• [PROBLEM TO SOLVE]:
Take each line of the records below that contains the string "target" and copy it.

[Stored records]
"""

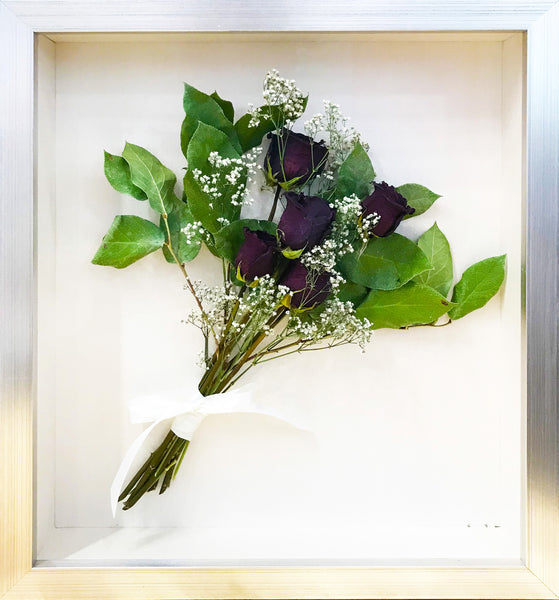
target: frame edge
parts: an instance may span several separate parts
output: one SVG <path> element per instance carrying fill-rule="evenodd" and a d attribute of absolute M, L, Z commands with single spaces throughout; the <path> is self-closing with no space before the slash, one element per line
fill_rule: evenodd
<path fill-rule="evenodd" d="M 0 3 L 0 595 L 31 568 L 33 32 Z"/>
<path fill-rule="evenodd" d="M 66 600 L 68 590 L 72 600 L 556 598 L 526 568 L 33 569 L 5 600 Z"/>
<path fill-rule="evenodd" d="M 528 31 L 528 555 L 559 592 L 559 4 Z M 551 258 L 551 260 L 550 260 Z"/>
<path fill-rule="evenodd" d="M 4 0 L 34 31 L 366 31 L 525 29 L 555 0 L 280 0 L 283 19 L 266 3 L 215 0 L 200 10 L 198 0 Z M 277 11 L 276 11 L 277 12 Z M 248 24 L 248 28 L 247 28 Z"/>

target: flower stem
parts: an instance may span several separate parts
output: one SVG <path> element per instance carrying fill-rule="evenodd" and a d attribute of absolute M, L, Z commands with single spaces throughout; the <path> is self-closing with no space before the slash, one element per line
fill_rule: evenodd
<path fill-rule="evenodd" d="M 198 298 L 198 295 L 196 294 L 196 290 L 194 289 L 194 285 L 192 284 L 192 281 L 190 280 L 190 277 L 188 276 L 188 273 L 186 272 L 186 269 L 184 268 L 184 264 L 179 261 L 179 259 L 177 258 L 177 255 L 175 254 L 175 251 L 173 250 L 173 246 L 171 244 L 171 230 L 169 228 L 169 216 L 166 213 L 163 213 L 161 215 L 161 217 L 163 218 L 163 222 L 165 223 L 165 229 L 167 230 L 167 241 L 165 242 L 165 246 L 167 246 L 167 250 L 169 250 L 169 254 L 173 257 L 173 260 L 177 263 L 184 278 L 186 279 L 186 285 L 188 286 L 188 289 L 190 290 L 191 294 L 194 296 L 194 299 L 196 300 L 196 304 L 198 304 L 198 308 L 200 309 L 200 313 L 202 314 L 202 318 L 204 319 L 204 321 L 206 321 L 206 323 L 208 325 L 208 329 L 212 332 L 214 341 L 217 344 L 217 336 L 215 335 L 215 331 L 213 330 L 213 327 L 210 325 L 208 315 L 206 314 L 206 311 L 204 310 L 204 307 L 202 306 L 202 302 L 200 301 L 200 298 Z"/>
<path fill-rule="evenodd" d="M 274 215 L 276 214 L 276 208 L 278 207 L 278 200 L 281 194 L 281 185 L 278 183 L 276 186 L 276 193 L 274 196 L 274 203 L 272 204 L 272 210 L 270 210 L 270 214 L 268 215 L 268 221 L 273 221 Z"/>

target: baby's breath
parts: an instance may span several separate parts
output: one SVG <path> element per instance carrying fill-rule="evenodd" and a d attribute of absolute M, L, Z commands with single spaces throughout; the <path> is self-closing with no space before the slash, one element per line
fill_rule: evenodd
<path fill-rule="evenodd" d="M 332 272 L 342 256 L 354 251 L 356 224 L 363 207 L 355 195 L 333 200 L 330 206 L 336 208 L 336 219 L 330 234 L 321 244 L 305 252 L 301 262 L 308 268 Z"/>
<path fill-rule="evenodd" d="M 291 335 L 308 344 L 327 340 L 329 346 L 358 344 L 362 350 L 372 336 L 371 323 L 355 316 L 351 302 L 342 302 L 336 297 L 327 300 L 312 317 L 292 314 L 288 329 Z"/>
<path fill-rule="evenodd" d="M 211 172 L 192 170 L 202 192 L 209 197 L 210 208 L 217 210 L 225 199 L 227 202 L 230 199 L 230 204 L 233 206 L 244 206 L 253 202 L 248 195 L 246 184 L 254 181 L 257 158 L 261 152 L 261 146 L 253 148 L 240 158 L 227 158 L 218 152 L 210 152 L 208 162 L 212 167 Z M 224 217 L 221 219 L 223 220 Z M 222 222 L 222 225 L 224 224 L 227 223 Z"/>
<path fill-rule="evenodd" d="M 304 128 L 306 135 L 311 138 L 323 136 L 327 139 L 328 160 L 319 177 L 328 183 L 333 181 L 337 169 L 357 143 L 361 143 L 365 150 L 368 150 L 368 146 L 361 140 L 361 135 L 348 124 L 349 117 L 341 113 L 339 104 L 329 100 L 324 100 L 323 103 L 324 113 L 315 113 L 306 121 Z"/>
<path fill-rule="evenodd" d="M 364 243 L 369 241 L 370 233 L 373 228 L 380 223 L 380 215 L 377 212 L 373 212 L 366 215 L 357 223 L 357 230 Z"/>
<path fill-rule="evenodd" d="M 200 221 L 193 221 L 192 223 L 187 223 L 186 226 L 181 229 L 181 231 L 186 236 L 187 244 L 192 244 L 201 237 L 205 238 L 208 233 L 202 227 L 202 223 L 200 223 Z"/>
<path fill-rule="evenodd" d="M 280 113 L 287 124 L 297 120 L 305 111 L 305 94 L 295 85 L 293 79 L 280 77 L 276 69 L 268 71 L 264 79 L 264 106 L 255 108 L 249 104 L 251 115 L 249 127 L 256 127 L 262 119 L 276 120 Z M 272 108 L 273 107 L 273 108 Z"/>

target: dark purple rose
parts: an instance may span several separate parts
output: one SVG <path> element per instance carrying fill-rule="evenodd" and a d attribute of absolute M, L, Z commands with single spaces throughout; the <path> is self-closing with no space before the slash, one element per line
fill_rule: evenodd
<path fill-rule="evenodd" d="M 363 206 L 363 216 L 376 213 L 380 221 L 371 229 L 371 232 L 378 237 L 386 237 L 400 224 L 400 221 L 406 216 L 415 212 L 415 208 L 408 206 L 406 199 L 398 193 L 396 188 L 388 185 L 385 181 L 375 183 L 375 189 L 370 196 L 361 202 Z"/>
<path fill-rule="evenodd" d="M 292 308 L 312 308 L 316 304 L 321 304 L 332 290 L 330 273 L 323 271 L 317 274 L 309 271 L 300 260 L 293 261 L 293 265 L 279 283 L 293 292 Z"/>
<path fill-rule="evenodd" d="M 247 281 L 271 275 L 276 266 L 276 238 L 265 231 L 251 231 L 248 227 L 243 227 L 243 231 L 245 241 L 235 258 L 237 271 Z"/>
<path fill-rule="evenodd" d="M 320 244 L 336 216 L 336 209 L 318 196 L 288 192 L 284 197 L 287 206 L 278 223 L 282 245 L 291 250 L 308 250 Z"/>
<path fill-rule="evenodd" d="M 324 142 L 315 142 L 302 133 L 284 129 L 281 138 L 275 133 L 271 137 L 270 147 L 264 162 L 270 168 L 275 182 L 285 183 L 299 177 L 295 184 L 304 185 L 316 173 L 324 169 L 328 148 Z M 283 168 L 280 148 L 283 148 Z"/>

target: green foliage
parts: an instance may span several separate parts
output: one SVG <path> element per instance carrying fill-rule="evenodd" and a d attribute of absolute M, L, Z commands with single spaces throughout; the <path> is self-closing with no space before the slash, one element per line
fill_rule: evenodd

"""
"""

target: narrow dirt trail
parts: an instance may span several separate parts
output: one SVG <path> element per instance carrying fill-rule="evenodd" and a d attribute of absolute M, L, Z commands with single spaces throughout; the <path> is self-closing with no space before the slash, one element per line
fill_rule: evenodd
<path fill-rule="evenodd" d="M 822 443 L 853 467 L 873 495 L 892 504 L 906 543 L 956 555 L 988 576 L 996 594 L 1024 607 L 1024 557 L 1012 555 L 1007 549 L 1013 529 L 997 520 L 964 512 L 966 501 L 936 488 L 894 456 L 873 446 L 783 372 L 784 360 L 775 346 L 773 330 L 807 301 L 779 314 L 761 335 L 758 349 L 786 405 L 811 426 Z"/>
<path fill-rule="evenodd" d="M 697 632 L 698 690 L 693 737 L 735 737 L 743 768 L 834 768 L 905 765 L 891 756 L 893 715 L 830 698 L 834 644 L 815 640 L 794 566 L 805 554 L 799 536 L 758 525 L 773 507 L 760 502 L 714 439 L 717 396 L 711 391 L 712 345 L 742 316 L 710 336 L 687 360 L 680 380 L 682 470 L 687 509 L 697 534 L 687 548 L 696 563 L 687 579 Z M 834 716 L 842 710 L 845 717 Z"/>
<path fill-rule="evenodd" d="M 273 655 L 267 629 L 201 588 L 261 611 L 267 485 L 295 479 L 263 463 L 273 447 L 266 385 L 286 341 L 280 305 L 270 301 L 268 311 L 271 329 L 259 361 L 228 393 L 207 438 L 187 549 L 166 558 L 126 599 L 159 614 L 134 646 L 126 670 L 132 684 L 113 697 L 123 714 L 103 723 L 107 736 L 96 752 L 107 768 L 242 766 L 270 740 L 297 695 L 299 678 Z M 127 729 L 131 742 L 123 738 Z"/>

"""
"""

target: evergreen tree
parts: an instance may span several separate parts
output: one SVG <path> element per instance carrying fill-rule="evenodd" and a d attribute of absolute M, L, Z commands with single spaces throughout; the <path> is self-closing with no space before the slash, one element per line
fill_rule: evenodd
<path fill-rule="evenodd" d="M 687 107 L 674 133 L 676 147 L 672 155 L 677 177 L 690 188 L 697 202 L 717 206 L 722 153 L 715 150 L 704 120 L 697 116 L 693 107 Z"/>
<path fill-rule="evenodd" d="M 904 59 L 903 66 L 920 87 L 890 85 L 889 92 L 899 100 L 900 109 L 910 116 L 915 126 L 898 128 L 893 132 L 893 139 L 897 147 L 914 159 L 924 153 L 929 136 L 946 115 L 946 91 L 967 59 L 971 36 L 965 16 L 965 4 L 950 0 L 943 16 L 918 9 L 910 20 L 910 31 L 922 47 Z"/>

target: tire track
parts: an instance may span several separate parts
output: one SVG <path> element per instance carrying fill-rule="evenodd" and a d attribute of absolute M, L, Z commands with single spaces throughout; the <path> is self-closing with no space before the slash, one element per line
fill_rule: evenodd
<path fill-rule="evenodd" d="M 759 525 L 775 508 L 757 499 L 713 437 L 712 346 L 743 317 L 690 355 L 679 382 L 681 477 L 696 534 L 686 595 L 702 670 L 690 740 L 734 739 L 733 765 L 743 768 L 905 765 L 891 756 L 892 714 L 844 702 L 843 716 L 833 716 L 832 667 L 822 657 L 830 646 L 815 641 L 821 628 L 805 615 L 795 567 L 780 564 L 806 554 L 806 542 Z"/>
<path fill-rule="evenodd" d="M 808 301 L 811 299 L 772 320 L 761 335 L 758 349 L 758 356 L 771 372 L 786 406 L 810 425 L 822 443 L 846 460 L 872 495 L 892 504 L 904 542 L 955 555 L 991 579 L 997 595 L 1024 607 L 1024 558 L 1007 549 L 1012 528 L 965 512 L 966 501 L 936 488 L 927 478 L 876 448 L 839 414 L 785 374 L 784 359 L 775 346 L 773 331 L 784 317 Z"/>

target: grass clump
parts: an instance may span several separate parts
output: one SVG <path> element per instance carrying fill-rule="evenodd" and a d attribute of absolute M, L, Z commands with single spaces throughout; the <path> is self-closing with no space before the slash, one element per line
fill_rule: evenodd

"""

• [SOLUTION FOR THIS TASK]:
target: frame edge
target: flower stem
target: baby's breath
target: dark purple rose
target: green foliage
target: narrow dirt trail
target: evergreen tree
target: tire track
target: grass clump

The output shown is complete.